[start of DATASET EXTRACT]
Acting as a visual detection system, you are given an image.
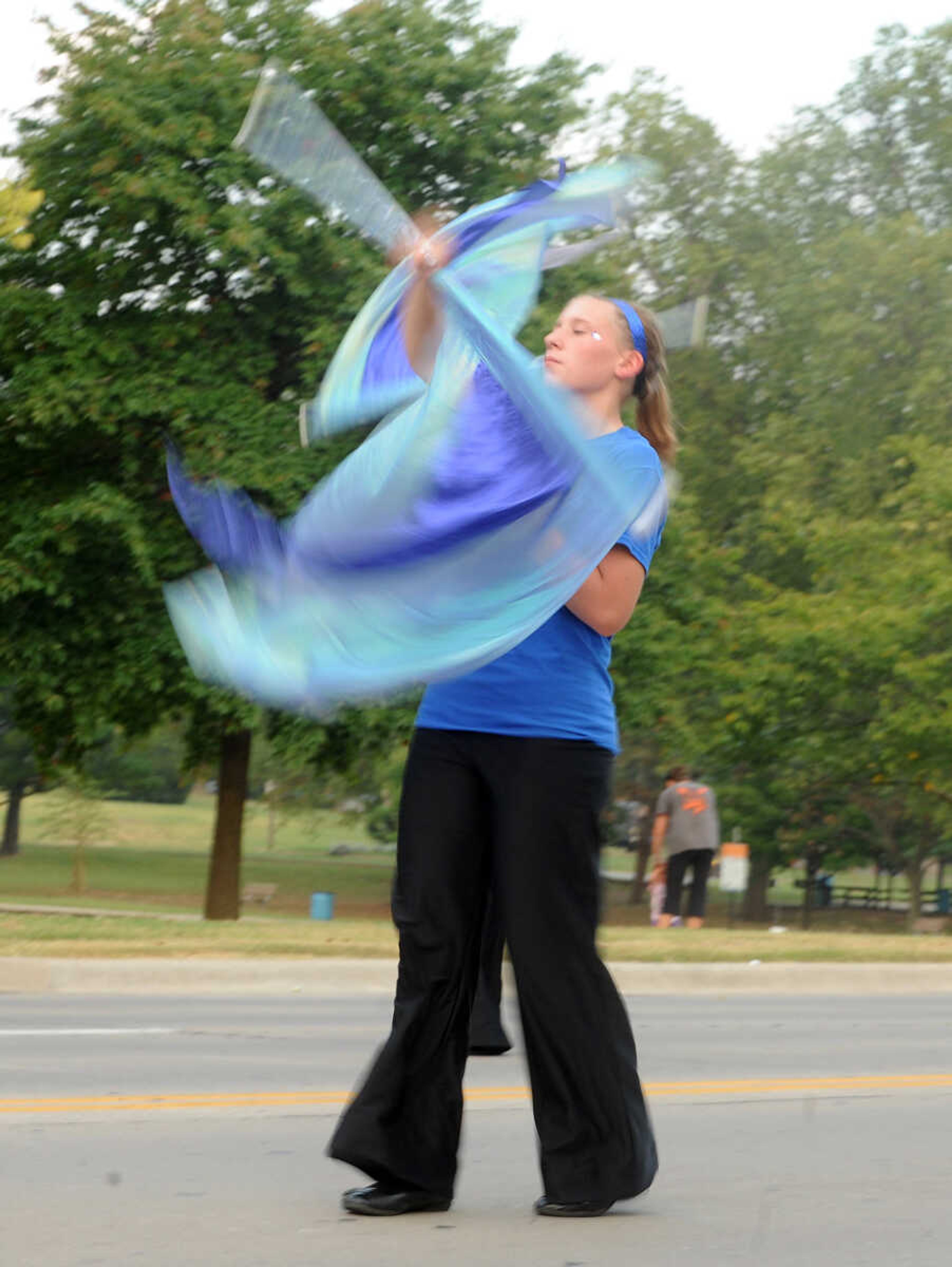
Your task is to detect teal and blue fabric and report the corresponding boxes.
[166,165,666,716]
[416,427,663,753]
[end of DATASET EXTRACT]
[start of DATASET EXTRACT]
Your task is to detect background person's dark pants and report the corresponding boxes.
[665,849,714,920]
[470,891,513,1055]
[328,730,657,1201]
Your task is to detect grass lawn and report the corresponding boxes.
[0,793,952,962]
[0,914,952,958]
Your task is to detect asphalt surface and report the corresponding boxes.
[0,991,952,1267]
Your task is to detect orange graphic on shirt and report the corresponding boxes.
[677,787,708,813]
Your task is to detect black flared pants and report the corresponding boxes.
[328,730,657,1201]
[end of DATASET EXTRACT]
- _TO BE DONE_
Please count the lines in the entries above that contain the word "pants" and reply with that number alone.

- _SOLUTION FOR THIS EXERCISE_
2